··· Text block ···

Academic/Government Partners Work Toward the Next Level in Home Water Filtration

ISTC NEWS


Nanoparticle Membrane Technology Investigated for Commercial Viability  

gold membrane for water filtration
Illustration of free-standing gold membrane with nanoparticles 6 nanometers in diameter and openings of 2 micrometers.

ISTC’s Nandakishore Rajagopalan and Wei Zheng are part of a team of experts from government and academia who are working to improve the filtration of household drinking water using new ultrathin nanoparticle-based membranes to remove trace organic contaminants (TrOCs).

 

The U.S. Department of Energy will fund the work through its Technology Commercialization Fund, which moves promising energy technologies developed by 12 national laboratories and their research partners to the marketplace. ISTC will assist in the testing the performance of prototype TrOCs filtration membrane devices which may be commercially viable for the home water filtration market. The primary investigator on the project is Xiao-Min Lin, a scientist at Argonne’s Center for Nanoscale Materials and at the James Franck Institute, University of Chicago.

··· Supplied data ···

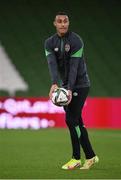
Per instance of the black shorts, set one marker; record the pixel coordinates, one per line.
(74, 109)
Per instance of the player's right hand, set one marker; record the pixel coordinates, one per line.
(52, 89)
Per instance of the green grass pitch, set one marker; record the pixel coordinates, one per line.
(30, 154)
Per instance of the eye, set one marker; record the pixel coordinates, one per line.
(59, 21)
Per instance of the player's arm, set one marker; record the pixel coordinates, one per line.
(76, 57)
(52, 65)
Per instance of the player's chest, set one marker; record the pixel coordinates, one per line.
(62, 48)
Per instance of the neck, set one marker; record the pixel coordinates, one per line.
(61, 35)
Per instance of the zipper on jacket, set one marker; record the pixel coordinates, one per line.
(62, 44)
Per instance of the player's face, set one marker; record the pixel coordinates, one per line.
(61, 23)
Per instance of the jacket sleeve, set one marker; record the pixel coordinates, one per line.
(76, 57)
(51, 59)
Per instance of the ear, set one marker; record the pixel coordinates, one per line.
(54, 23)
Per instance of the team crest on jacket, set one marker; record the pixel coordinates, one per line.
(67, 47)
(56, 49)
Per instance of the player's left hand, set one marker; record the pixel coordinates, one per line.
(70, 96)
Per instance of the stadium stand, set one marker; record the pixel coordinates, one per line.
(25, 24)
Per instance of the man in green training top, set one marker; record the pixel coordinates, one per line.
(64, 53)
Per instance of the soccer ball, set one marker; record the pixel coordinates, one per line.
(60, 97)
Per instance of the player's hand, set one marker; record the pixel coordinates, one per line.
(52, 89)
(70, 96)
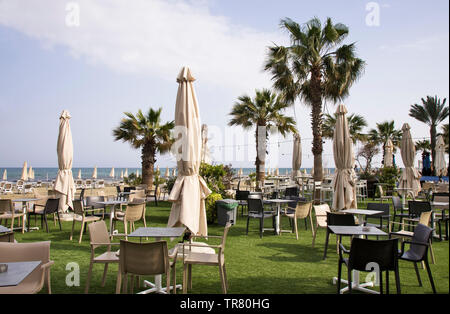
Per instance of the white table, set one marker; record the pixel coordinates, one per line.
(278, 202)
(158, 234)
(112, 214)
(356, 285)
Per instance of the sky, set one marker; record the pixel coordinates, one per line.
(99, 59)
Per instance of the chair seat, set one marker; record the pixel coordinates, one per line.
(403, 233)
(410, 256)
(202, 258)
(258, 215)
(107, 257)
(86, 218)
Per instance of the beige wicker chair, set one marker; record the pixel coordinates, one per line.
(207, 259)
(145, 259)
(80, 215)
(321, 219)
(301, 211)
(24, 252)
(7, 211)
(99, 235)
(135, 211)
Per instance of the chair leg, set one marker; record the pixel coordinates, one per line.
(326, 244)
(417, 274)
(104, 274)
(88, 280)
(430, 276)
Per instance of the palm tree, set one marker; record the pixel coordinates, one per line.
(356, 123)
(383, 132)
(265, 112)
(316, 67)
(147, 133)
(431, 112)
(445, 134)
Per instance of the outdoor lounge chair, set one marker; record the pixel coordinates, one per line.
(23, 252)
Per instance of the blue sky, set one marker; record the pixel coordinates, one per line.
(126, 55)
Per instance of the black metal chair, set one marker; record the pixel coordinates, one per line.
(442, 218)
(337, 219)
(384, 215)
(370, 255)
(418, 251)
(51, 207)
(242, 196)
(399, 211)
(256, 210)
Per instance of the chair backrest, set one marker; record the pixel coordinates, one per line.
(425, 218)
(242, 195)
(26, 252)
(6, 206)
(321, 214)
(144, 258)
(98, 232)
(339, 219)
(255, 203)
(51, 206)
(367, 254)
(417, 207)
(303, 209)
(422, 235)
(397, 203)
(78, 207)
(379, 207)
(134, 211)
(92, 201)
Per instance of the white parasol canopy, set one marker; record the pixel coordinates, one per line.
(190, 190)
(64, 183)
(439, 163)
(344, 186)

···

• [Tasks to perform]:
1. Translate into Spanish this sentence from the article on nanoparticle membranes for home water filtration: "The U.S. Department of Energy will fund the work through its Technology Commercialization Fund, which moves promising energy technologies developed by 12 national laboratories and their research partners to the marketplace."
2. In the illustrated gold membrane from the article on home water filtration, what is the diameter of the nanoparticles?
3. Continue the article on nanoparticle membranes for home water filtration from the point at which it stops.

• [Exercise responses]:
1. El Departamento de Energía de EE. UU. financiará el trabajo a través de su Fondo de Comercialización de Tecnologías, que lleva al mercado tecnologías energéticas prometedoras desarrolladas por 12 laboratorios nacionales y sus socios de investigación.

2. 6 nanometers.

3.
 

Argonne National Laboratory and the University of Chicago developed the technology for the new membrane structure using gold nanoparticles which are strong and porous, and which can be ‘dialed’ to selectively trap different contaminants by engineering the ligand on the particle surface. A ligand is a molecule that binds to a central metal atom to form a complex that helps to protect the nanoparticle and introduce additional functionalities. Laboratory measurements have demonstrated the nanoparticle based membrane can selectively filter out molecules as small as 2 micrometers, yet has water permeability far higher than conventional polymer-based membranes.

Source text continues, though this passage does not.